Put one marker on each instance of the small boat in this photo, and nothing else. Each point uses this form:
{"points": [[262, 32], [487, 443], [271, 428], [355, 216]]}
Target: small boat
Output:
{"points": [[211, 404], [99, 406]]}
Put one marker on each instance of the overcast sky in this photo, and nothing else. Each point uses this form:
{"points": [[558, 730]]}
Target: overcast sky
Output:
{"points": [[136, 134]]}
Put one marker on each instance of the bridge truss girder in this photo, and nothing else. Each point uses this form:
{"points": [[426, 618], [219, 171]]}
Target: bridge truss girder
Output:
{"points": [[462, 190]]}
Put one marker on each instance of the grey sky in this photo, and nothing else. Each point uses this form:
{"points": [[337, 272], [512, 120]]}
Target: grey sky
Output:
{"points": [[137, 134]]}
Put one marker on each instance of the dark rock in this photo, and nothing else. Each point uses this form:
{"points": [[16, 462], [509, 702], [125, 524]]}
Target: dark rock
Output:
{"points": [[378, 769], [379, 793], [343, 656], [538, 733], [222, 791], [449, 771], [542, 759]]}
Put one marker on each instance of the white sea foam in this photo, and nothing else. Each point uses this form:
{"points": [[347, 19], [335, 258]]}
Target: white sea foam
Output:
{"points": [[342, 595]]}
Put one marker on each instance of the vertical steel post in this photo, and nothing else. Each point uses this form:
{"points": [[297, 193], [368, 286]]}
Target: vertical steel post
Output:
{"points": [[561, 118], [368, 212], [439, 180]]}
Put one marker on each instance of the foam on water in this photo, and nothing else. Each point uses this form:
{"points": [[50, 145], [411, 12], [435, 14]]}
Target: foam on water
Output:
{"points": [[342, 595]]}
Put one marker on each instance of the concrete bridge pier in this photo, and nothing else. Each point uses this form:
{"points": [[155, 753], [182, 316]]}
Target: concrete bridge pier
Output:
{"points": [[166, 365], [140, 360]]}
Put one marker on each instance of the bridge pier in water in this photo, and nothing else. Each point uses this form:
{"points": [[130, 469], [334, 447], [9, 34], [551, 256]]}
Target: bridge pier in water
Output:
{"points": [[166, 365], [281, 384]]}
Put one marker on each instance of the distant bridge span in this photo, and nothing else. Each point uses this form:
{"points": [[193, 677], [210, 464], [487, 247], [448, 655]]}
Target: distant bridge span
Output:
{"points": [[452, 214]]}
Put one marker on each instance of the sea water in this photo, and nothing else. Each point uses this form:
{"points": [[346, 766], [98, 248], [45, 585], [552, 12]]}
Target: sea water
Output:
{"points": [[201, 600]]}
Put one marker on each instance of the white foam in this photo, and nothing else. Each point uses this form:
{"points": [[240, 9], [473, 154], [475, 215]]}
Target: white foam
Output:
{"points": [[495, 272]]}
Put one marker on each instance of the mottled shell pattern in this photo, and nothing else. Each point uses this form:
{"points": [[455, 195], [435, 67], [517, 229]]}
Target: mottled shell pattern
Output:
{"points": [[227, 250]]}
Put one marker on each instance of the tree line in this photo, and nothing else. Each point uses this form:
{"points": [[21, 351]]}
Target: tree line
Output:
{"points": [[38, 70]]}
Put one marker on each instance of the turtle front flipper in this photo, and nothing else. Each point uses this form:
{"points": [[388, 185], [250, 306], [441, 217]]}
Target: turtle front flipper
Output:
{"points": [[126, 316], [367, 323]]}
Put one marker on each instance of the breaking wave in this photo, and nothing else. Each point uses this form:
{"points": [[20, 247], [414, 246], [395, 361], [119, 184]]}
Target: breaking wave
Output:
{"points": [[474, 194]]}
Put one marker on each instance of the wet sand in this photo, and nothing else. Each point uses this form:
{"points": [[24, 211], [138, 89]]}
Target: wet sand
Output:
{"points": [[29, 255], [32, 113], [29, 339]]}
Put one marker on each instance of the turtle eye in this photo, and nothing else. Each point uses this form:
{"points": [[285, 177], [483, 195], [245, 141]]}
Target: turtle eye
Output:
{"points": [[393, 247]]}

----

[TO DO]
Could you edit everything from the line containing "Put one marker on each instance of the mottled" down to the end of the data so that "wet sand" becomes "damp sand" and nothing else changes?

[EXPECTED ANSWER]
Put one marker on each instance of the mottled shell pattern in this photo, and nothing else. Each point uses this form:
{"points": [[455, 195], [435, 67], [517, 229]]}
Target: mottled shell pattern
Output:
{"points": [[227, 250]]}
Put one marker on each instance of the tree line in this photo, and nothing else. Each point uses this form:
{"points": [[21, 351]]}
Target: tree line
Output:
{"points": [[38, 70]]}
Put one marker on each instance of the turtle front flipper in this photo, and nothing else. Each point uses this form:
{"points": [[388, 185], [250, 306], [441, 217]]}
Target: turtle front flipper
Output:
{"points": [[126, 316], [367, 323]]}
Put one marker on each instance of the breaking wave in this photo, and nothing else. Each point uses this form:
{"points": [[20, 247], [414, 246], [395, 361], [119, 184]]}
Target: breaking wave
Output:
{"points": [[474, 194]]}
Put one marker on each instance of the damp sand in this photo, and nothing else. Each point uses this form:
{"points": [[24, 211], [138, 89]]}
Target: damp sand
Output:
{"points": [[29, 255], [32, 113], [29, 339]]}
Put one marker on each instance of the turtle eye in this photo, and nothing else. Each point uses this form:
{"points": [[285, 177], [483, 195], [245, 141]]}
Target: turtle eye
Output:
{"points": [[393, 247]]}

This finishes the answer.